◆ EXTRAIT

• • •

Une autre tablée, consacrée au pacte éducatif mondial, a débattu de comment réassurer enseignants et parents par le dialogue pour qu’ils osent s’affranchir d’un modèle exclusivement transmissif, en se mettant par exemple à l’écoute des aspirations des jeunes. Ainsi Laura pouvait-elle témoigner que la spécialité qu’elle suivait à Saint-Jo de Miribel contre l’avis de ses parents, parce qu’elle était proposée à distance via l’Ecad (Enseignement catholique à distance) était celle qui lui plaisait le plus, car elle suivait une pédagogie de classe inversée particulièrement innovante et motivante.
Voici un aperçu des actions imaginées par les participants de la Région Aura, dans les quatre axes structurant la démarche nationale et qui seront représentés prochainement dans un courrier co-signé par Mgr Ulrich et Philippe Delorme, secrétaire général de l’Enseignement catholique.
Les échanges sont allés bon train, mettant au jour des pistes d'action innovantes et suscitant parfois des débats animés, comme sur la réactualisation des modalités d'exercice de la solidarité au sein du réseau.
Affermir et mieux faire connaître le projet d’éducation à la personne de l’Enseignement catholique
Il ne s’agit surtout pas de métamorphoser notre projet mais de le vivre et surtout de le communiquer de manière un peu différente, a commenté Philippe Delorme pour introduire cet axe de travail. Du coup, des approches marketing audacieuses ont germé ici et là, à coup de vidéos « démonte-clichés » et de slogans percutants. Mutualisées en territoire – avec une journée portes ouvertes à une date commune, par exemple –, elles pourraient aussi s’appuyer sur une banque de ressources nationales. Deux lycéennes, Clarisse et Léonora, ont proposé que les élèves « meilleurs ambassadeurs des valeurs de l’Enseignement catholique auprès des jeunes » prennent une part activie à cette communication du projet. D’où l’importance de les associer à toutes les instances de de régulation de la vie de l’établissement et à tous les âges.
D’autres groupes ont imaginé des parcours d’intégration pour les nouveaux arrivants dans l’enseignement catholique proposant un « Vis ma vie » où personnels Ogec et enseignants inverseraient leur fonction leur temps d’une journée.
Développer la liberté et l’excellence éducatives et pédagogiques pour tous
Sur cet axe, plusieurs voix ont proposé d’abandonner le terme d’ « excellence » qui, même modulé par le « pour tous » convoie encore une image élitiste. Pour inciter les enseignants à s’emparer de leurs marges de liberté, il a été proposé de mieux les leur présenter et de stimuler les échanges de pratiques, par le biais de visites d’observations régulières entre pairs ou de déclinaisons locales de la plateforme nationale des initiatives qui contribueraient à enrichir cette dernière.

• • •

◆ LISTE DES CONSIGNES
(1) D'après l'extrait, quelle fonction occupe Philippe Delorme ?
(2) Relevez toutes les personnes nommées dans l'extrait.
(3) Recopiez le passage de l'extrait qui s'ouvre sur les mots « Voici un aperçu » et se clôt sur « de l’Enseignement catholique. ».

◆ DONNÉES FOURNIES
• • •

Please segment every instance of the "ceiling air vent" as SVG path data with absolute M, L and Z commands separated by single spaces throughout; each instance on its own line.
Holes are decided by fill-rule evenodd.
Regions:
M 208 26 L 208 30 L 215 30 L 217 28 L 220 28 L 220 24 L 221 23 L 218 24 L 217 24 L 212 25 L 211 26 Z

• • •

◆ RÉPONSES AUX CONSIGNES
(1) Il est secrétaire général de l’Enseignement catholique.

(2) Laura, Mgr Ulrich, Philippe Delorme, Clarisse, Léonora

(3)
Voici un aperçu des actions imaginées par les participants de la Région Aura, dans les quatre axes structurant la démarche nationale et qui seront représentés prochainement dans un courrier co-signé par Mgr Ulrich et Philippe Delorme, secrétaire général de l’Enseignement catholique.